### Extracted text:
NFI sounds off on Greenpeace campaign

The National Fisheries Institute on Wednesday warned the media in an advisory that Greenpeace is once again ramping up its campaign demanding an end to overfishing of Alaska pollock, the world’s largest whitefish fishery.

Late last year, citing a National Marine Fisheries Service stock assessment, Greenpeace claimed that the Alaska pollock population dropped 50 percent from 2007 to 2008. The environmental activist organization said that the Bering Sea ecosystem may be at risk of collapsing if the 2009 Bering Sea pollock quota isn’t reduced. After the campaign was launched, the quota was cut from 1 million metric tons in 2008 to an all-time low of 815,000 metric tons this year.

Both NMFS and NFI refuted Greenpeace’s interpretation of the stock assessment and reiterated that the Alaska pollock population is healthy.

### Using the information:
1: Summarize the article on the Greenpeace pollock campaign in two sentences.
2: According to the article on the Greenpeace pollock campaign, what was the Bering Sea pollock quota in 2008?
3: Pick up the article on the Greenpeace pollock campaign after its final sentence and carry it forward.

Stored data entries
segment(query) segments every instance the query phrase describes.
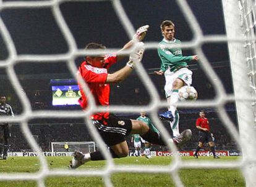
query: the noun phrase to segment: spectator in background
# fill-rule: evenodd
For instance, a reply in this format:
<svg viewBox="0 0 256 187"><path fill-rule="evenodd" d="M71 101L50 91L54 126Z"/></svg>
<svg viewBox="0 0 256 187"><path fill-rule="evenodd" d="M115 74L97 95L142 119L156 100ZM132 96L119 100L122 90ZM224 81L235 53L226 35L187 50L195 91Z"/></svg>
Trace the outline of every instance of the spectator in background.
<svg viewBox="0 0 256 187"><path fill-rule="evenodd" d="M210 146L211 151L213 154L213 158L219 159L220 157L215 154L215 144L213 140L212 134L210 132L209 121L205 117L205 114L203 111L200 111L199 113L199 117L197 118L195 125L197 129L199 130L199 143L197 148L197 150L194 154L194 157L198 159L197 153L199 150L203 147L205 142L208 143Z"/></svg>

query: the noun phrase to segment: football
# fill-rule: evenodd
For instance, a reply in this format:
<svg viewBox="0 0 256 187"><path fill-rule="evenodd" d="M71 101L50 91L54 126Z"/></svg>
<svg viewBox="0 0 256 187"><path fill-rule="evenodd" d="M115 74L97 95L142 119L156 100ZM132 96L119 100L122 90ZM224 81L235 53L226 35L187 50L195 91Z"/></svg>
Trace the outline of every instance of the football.
<svg viewBox="0 0 256 187"><path fill-rule="evenodd" d="M196 100L197 99L197 92L194 87L185 86L179 90L179 97L181 101L186 100Z"/></svg>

### Answer set:
1: The National Fisheries Institute warned the media that Greenpeace is again ramping up its campaign against overfishing of Alaska pollock, after Greenpeace had claimed that the population dropped 50 percent from 2007 to 2008 and that the Bering Sea ecosystem could collapse without a lower quota. The quota was then cut to an all-time low of 815,000 metric tons, but both NMFS and NFI rejected Greenpeace's reading of the stock assessment and maintained that the Alaska pollock population is healthy.

2: It was 1 million metric tons.

3:
Additionally, Greenpeace aired TV ads in Alaska and Seattle featuring a fisherman dressed in yellow slickers standing on a roadside carrying a sign that read, “Unemployed. They over-fished pollock.”

Fearing that Greenpeace is about to rekindle its campaign, NFI cautioned journalists to scrutinize Greenpeace’s “reckless speculation” and to contact NMFS biologists, who conducted the stock assessments and can put them in perspective, with questions.

In its e-mail advisory, NFI listed the contact information for NMFS scientists Doug DeMaster, Jim Ianelli and Steve Murawski. NFI also included a chart with the biomass, acceptable biological catch and landings of Alaska pollock from 1990 to 2009.